_Task details_: Every line of the data below should be retyped exactly.

===== Records to process

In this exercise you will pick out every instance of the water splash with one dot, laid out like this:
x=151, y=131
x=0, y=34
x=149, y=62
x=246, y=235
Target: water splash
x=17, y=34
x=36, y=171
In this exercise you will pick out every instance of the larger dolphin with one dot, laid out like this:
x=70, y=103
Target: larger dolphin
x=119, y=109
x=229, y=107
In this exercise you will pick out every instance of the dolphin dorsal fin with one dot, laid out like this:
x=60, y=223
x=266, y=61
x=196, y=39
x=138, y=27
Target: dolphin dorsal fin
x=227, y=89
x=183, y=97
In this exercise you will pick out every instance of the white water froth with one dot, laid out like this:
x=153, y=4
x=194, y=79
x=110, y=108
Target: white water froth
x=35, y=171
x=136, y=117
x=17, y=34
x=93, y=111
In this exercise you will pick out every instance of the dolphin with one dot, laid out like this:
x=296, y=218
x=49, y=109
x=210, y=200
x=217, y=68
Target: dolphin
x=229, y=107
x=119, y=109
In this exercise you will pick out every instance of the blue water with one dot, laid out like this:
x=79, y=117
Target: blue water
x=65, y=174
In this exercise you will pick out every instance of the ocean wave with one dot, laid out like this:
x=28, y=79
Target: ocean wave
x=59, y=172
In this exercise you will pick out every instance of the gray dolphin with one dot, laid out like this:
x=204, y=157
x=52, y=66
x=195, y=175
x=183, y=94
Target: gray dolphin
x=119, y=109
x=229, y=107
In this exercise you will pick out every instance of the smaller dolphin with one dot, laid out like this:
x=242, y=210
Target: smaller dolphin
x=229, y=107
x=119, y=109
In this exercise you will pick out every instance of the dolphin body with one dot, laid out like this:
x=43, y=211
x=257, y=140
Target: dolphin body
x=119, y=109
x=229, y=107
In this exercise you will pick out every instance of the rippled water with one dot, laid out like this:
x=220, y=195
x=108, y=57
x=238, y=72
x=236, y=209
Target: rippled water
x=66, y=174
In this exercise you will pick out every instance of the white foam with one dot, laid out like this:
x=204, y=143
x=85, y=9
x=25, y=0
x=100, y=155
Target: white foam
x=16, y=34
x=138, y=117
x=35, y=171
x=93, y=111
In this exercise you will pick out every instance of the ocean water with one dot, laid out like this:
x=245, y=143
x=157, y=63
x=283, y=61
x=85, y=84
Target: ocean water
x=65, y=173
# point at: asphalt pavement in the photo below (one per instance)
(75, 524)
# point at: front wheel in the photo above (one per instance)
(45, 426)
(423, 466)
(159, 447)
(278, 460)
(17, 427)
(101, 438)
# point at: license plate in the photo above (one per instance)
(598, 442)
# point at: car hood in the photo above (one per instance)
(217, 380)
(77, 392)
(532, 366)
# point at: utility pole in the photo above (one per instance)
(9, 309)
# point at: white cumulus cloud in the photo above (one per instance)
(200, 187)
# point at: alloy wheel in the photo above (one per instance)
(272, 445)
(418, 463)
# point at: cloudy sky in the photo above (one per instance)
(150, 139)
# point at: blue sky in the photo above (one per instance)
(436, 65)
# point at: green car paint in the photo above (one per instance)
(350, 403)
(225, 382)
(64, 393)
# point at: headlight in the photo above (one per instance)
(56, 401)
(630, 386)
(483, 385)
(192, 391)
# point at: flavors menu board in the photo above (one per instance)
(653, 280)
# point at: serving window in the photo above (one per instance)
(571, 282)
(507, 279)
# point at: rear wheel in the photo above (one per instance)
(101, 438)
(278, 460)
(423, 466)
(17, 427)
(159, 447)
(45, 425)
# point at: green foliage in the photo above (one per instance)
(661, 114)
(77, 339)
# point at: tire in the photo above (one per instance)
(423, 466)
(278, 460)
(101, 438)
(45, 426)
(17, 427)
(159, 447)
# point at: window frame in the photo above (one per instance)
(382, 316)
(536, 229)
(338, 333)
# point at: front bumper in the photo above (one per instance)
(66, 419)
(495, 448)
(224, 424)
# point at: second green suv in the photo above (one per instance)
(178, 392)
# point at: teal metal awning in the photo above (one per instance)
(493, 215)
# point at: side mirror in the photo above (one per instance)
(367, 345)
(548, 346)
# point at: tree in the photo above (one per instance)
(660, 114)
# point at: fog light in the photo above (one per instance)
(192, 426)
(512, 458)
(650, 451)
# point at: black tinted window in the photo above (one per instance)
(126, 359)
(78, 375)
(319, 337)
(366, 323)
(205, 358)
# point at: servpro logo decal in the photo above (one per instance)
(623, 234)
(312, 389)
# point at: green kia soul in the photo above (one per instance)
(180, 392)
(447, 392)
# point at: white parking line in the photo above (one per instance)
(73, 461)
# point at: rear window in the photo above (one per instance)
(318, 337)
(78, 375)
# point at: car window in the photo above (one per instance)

==========

_Response to the exercise_:
In this exercise you will pick out every instance of the water splash with one dot, laid out like this:
x=151, y=131
x=0, y=34
x=149, y=62
x=246, y=235
Target: water splash
x=17, y=34
x=36, y=171
In this exercise you will pick out every instance of the larger dolphin with one dot, laid out like this:
x=70, y=103
Target: larger dolphin
x=119, y=109
x=229, y=107
In this exercise you will pick out every instance of the dolphin dorsal fin with one dot, laid out like this:
x=60, y=223
x=266, y=61
x=196, y=39
x=138, y=27
Target: dolphin dorsal fin
x=227, y=89
x=183, y=97
In this exercise you will pick out every instance of the white water froth with one dot, laid out like this:
x=153, y=4
x=194, y=79
x=110, y=108
Target: white water froth
x=35, y=171
x=136, y=117
x=17, y=34
x=93, y=111
In this exercise you will pick out every instance of the dolphin with one dot, laid out like this:
x=296, y=218
x=49, y=109
x=210, y=200
x=217, y=68
Target: dolphin
x=229, y=107
x=119, y=109
In this exercise you will pick out every instance of the blue water with one dot, laid out like this:
x=79, y=117
Target: blue water
x=65, y=174
In this exercise you will pick out every instance of the ocean wave with one dot, laid out like this:
x=28, y=79
Target: ocean wave
x=59, y=172
In this exercise you will pick out every instance of the gray dolphin with one dot, laid out like this:
x=204, y=157
x=52, y=66
x=195, y=175
x=183, y=94
Target: gray dolphin
x=119, y=109
x=229, y=107
In this exercise you will pick out every instance of the smaller dolphin with one dot, laid out like this:
x=242, y=210
Target: smaller dolphin
x=229, y=107
x=119, y=109
In this exercise you will pick out every instance of the dolphin body with one dot, laid out like this:
x=43, y=211
x=257, y=140
Target: dolphin body
x=119, y=109
x=229, y=107
In this exercise you will pick out every instance of the rippled water with one dot, laid out like this:
x=220, y=195
x=108, y=57
x=238, y=72
x=236, y=209
Target: rippled water
x=66, y=174
In this exercise you will pick out every instance of the white foam with one dot, laid out like this:
x=204, y=143
x=85, y=9
x=25, y=0
x=100, y=155
Target: white foam
x=16, y=34
x=138, y=117
x=35, y=171
x=93, y=111
In this exercise you will pick out every instance of the ocean water with one dot, laid out like this:
x=245, y=143
x=157, y=63
x=283, y=61
x=85, y=84
Target: ocean water
x=65, y=173
# point at: asphalt pavement in the photo below (one per instance)
(75, 524)
# point at: front wheel in the photo above (one per instance)
(45, 426)
(423, 466)
(159, 447)
(278, 460)
(17, 427)
(101, 438)
# point at: license plate in the photo above (one per instance)
(598, 442)
# point at: car hood in the photo above (one per instance)
(217, 380)
(77, 392)
(532, 366)
# point at: utility pole in the photo above (one per instance)
(9, 309)
# point at: white cumulus cloud in the photo above (one per instance)
(200, 187)
# point at: alloy wheel in the photo above (one per instance)
(272, 445)
(418, 463)
# point at: cloudy sky in the photo above (one per instance)
(150, 139)
# point at: blue sky in the photo above (one per instance)
(436, 65)
# point at: green car paint in the photo above (one per instance)
(350, 403)
(225, 382)
(64, 393)
# point at: headlight in the photo above (one per instance)
(56, 401)
(630, 386)
(483, 385)
(192, 391)
# point at: flavors menu board in the photo above (one per instance)
(653, 280)
# point at: serving window in the photo above (one per instance)
(571, 282)
(507, 279)
# point at: rear wheel in the photo above (one per instance)
(101, 438)
(278, 460)
(423, 466)
(17, 427)
(159, 447)
(45, 425)
# point at: green foliage in the photo above (one per instance)
(661, 114)
(77, 339)
# point at: tire in the photo above (one per instance)
(423, 466)
(278, 460)
(101, 438)
(45, 426)
(17, 427)
(159, 447)
# point at: window frame in the photo above (one per instance)
(382, 316)
(536, 229)
(338, 333)
# point at: front bumper in the photo above (one per instance)
(66, 419)
(495, 448)
(224, 424)
# point at: second green suv in the photo above (one per instance)
(178, 392)
# point at: teal metal awning in the photo above (one per instance)
(493, 215)
# point at: side mirror in the photo above (one per instance)
(367, 345)
(548, 346)
# point at: tree in the photo above (one per instance)
(660, 114)
# point at: fog light in the photo above (one per instance)
(192, 426)
(512, 458)
(650, 451)
# point at: black tinted window in the photo above (one per instance)
(126, 359)
(78, 375)
(319, 337)
(366, 323)
(205, 358)
# point at: servpro logo decal in the photo above (one per instance)
(623, 234)
(312, 389)
# point at: green kia soul in the photo above (one per instance)
(180, 392)
(447, 392)
# point at: white parking line in the photo above (one per instance)
(73, 461)
# point at: rear window in the photo above (one per instance)
(318, 337)
(78, 375)
# point at: car window in the photo above (one per instance)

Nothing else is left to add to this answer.